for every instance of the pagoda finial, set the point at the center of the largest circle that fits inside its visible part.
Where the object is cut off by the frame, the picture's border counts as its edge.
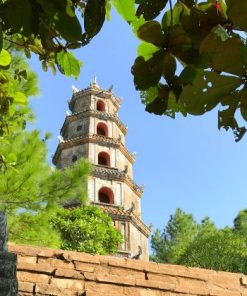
(94, 83)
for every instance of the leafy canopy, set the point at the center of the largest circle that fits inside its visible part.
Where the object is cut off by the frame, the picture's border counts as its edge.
(192, 58)
(31, 192)
(186, 242)
(87, 229)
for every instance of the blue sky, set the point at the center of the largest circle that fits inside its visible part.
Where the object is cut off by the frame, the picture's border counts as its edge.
(184, 163)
+++
* GOAL:
Print the records above word for word, omitting the picture.

* RESULT OF THE TASK:
for every instance of the pagoda finial, set the point at the center of the largest circle that fits inside its visible part.
Where the object is cut off by the frame, the picture's border counts as its edge.
(94, 83)
for every instance of the leafy canopy, set the point at the center of the largest circle that fits inside its visible part.
Where the object is cut off by the frame, the picture's border counts as its edge.
(192, 58)
(31, 192)
(186, 242)
(87, 229)
for every instance of the blue sky, set the point at the center of the largest circle that fits inside its visible part.
Where the object is cut off by the frame, the picture's border counts as its edge.
(184, 163)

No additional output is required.